_TEXT EXTRACT_

════

The Resolution’s draftsmen were perfectly aware of the dangers of presidential adventurism when senators and representatives go on summer vacation. They provided that when Congress leaves town “for any period in excess of three calendar days,” it can be called back into special session to “take appropriate action” at the request of “30 percent of the membership” of both the House and Senate. (This adds up to 131 and 30, respectively). Moreover, the resolution lays down special rules to make filibusters and other delaying tactics impossible, enabling Congress to impose limits on Trump’s powers as commander in chief with great speed – under plausible scenarios, after only three days of floor debate.

Yet Trump is acting as if he has the final say in letting loose “fire and fury” against North Korea. His present disdain for the War Powers Resolution contrasts with his approach in April when ordering a missile attack on Syria. Congress was then in session, and in a position to punish the president immediately if he refused to acknowledge its authority. As a consequence, Trump meekly complied with the resolution’s requirement that he notify the House Speaker and Senate President within 48 hours of initiating “hostilities” against Assad, expressly noting that he was acting “consistent[ly] with the War Powers Resolution.” See here.

════

_STORED ROWS_
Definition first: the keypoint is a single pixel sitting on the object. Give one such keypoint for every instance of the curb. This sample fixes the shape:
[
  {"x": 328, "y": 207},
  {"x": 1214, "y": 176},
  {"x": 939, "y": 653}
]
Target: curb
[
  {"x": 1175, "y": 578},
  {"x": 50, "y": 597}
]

════

_EXERCISE REQUIREMENTS_
1. From the War Powers passage, reproduce the portion starting with "The Resolution’s draftsmen" and going on through "of floor debate.".
2. List every phrase that the War Powers passage puts inside quotation marks.
3. Carry on the War Powers passage from the point where it stops.

_ANSWERS TO THE EXERCISE_
1.
The Resolution’s draftsmen were perfectly aware of the dangers of presidential adventurism when senators and representatives go on summer vacation. They provided that when Congress leaves town “for any period in excess of three calendar days,” it can be called back into special session to “take appropriate action” at the request of “30 percent of the membership” of both the House and Senate. (This adds up to 131 and 30, respectively). Moreover, the resolution lays down special rules to make filibusters and other delaying tactics impossible, enabling Congress to impose limits on Trump’s powers as commander in chief with great speed – under plausible scenarios, after only three days of floor debate.

2.
- "for any period in excess of three calendar days"
- "take appropriate action"
- "30 percent of the membership"
- "fire and fury"
- "hostilities"
- "consistent[ly] with the War Powers Resolution."

3.
Things are different this time around. Trump began his incendiary threats against North Korea on August 8, shortly after Congress went on vacation. But he has failed to inform the House Speaker and Senate President that he is placing the nation at profound risk of catastrophic conflict. As we have seen, the resolution does not merely require Congress to be notified when the president launches an actual attack. It also requires notification in any case “where imminent involvement in hostilities is clearly indicated by the circumstances.” Since Trump is doing his saber-rattling on vacation in New Jersey, he may not have bothered to ask his Washington lawyers for advice on this elementary point.

If so, he should correct his mistake immediately. Legally speaking, the present situation is intolerable. Trump is treating Kim Jong Un with greater respect than he is according the Congress of the United States. While he is communicating his threat of war directly to Kim and his government, he is treating the speaker of the House and the president of the Senate as if they were mere bystanders who did not need to be informed of his on-going preparations for a shattering attack with world-wide implications.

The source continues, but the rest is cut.